* [PROBLEM REQUIREMENTS]: Every entry must be copied word for word.
--- start SUPPLIED INFORMATION ---
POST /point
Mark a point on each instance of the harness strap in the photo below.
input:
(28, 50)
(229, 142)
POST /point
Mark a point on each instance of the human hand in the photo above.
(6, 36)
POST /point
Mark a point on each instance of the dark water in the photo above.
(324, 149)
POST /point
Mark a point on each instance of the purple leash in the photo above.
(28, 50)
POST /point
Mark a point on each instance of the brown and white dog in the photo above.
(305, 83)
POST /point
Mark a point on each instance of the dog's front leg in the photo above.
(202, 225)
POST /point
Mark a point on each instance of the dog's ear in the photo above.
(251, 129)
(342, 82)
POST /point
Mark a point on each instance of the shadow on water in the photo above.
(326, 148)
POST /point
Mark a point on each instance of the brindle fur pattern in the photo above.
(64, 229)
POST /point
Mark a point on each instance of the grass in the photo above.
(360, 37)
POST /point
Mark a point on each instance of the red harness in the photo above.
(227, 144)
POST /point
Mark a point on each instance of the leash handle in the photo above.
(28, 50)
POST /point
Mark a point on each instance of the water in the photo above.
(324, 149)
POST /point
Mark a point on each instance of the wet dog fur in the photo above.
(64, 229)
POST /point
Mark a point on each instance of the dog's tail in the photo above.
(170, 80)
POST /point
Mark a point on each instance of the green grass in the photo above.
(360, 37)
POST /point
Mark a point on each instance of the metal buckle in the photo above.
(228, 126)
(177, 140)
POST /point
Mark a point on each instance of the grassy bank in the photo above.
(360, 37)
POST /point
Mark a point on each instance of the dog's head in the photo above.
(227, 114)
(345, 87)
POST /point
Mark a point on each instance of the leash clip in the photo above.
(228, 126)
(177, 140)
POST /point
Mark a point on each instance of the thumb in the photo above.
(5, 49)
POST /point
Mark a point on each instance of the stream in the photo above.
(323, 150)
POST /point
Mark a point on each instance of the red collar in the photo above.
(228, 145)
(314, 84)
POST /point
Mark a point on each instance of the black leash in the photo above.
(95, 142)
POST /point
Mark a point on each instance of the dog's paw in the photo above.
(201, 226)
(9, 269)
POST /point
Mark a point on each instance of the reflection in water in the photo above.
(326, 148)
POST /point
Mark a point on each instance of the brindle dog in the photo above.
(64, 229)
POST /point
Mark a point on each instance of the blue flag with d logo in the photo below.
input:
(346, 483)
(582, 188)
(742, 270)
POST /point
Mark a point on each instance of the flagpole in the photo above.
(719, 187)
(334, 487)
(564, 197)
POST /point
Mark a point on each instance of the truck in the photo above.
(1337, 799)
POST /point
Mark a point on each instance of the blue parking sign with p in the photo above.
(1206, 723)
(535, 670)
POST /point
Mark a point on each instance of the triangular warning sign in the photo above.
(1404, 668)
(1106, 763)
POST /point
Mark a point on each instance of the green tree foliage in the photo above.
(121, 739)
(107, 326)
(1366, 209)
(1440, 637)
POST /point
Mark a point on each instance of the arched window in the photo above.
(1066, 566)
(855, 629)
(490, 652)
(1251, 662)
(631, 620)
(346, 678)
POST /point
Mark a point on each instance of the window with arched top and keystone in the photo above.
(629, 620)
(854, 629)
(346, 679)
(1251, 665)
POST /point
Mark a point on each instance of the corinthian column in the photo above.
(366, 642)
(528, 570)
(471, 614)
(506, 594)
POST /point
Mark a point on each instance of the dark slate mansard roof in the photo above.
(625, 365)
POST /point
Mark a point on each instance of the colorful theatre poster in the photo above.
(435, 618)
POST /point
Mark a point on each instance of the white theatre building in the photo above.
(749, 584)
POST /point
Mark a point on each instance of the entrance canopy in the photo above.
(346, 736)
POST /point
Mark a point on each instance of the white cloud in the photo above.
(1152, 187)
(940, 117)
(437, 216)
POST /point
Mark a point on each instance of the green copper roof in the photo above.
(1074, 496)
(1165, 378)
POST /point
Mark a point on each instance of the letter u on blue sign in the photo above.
--- end SUPPLIED INFORMATION ---
* [FULL RESPONSE]:
POST /point
Mark a point on each instance of the harness strap in the photo below.
input:
(28, 50)
(229, 142)
POST /point
Mark a point on each instance of the human hand in the photo above.
(6, 36)
POST /point
Mark a point on each instance of the dark water in the photo above.
(324, 149)
POST /point
Mark a point on each instance of the purple leash in the photo above.
(28, 50)
POST /point
Mark a point on each instance of the brown and white dog in the photo above.
(305, 83)
POST /point
Mark a point on each instance of the dog's front leg in the photo above.
(202, 225)
POST /point
Mark a point on each instance of the dog's ear in the photo above.
(251, 129)
(342, 82)
POST /point
Mark a point on each instance of the shadow on water in the photo above.
(326, 148)
POST /point
Mark a point on each instance of the brindle fur pattern in the photo above.
(64, 229)
POST /point
Mark a point on each instance of the grass in the photo above.
(360, 37)
POST /point
Mark a point on each instance of the red harness in the photo above.
(227, 144)
POST /point
Mark a point on each instance of the leash handle in the photo above.
(28, 50)
POST /point
Mark a point on each instance of the water in the photo above.
(324, 149)
POST /point
Mark a point on each instance of the wet dog fur in the photo above.
(64, 229)
POST /point
Mark a point on each instance of the dog's tail in the photo above.
(170, 80)
POST /point
Mark a point on each instance of the green grass in the photo above.
(360, 37)
POST /point
Mark a point on each instance of the metal buckle in the photo above.
(228, 126)
(177, 140)
POST /point
Mark a point on each instance of the grassy bank in the photo above.
(360, 37)
POST /point
Mark a point on each instance of the dog's head in the photo above.
(227, 114)
(345, 87)
POST /point
Mark a point on each instance of the leash clip in the photo above.
(228, 126)
(177, 140)
POST /point
Mark a point on each instance of the thumb in the photo above.
(5, 49)
POST /point
Mark a point on each instance of the stream in the photo above.
(323, 150)
POST /point
Mark a point on each instance of the red collar in the photo above.
(228, 145)
(314, 84)
POST /point
Mark a point on each instance of the black leash in the photo above.
(95, 142)
POST /point
Mark a point on each instance of the dog's paw in the photo above.
(201, 226)
(9, 269)
POST /point
Mark a point on each instance of the reflection in water in the photo above.
(326, 148)
POST /point
Mark a point on each instance of the brindle dog in the photo above.
(64, 229)
POST /point
Mark a point on each instance of the blue flag with d logo in the photo below.
input:
(346, 483)
(582, 188)
(742, 270)
POST /point
Mark a point on each instance of the flagpole in the photo above.
(719, 187)
(334, 487)
(564, 197)
POST /point
Mark a point on each instance of the truck in the photo above.
(1337, 799)
POST /point
Mark a point on each instance of the blue parking sign with p in the photo above.
(1206, 723)
(535, 670)
POST /point
Mark a point on each instance of the triangular warning sign in the photo above.
(1404, 668)
(1106, 763)
POST /point
Mark a point on each instance of the green tree foliage in the photo above.
(121, 739)
(107, 326)
(1366, 209)
(1440, 637)
POST /point
Mark a point on each instance of the arched window in the photo above.
(1066, 566)
(855, 629)
(490, 652)
(1251, 662)
(631, 620)
(346, 678)
POST /point
Mark a point on each instance of the window with arched top and keystone in the photo above.
(629, 620)
(854, 629)
(346, 679)
(1251, 665)
POST /point
Mark a point on each instance of the corinthian column in the photo above.
(366, 642)
(528, 570)
(471, 614)
(506, 594)
POST /point
Mark a point on each instance of the dark slate mansard roof in the photo above.
(625, 365)
POST /point
Mark a point on each instance of the colorful theatre poster in the photo above.
(435, 618)
POST /point
Mark a point on each instance of the white theatre building in the photo above.
(749, 584)
POST /point
Mark a point on each instance of the entrance canopy in the photo above.
(346, 736)
POST /point
Mark a point on each instance of the white cloud in the photo above.
(1152, 187)
(940, 117)
(437, 216)
POST /point
Mark a point on each instance of the green copper roof in the photo above.
(1074, 496)
(1165, 378)
POST /point
Mark a point on each instance of the letter u on blue sign in the photo above.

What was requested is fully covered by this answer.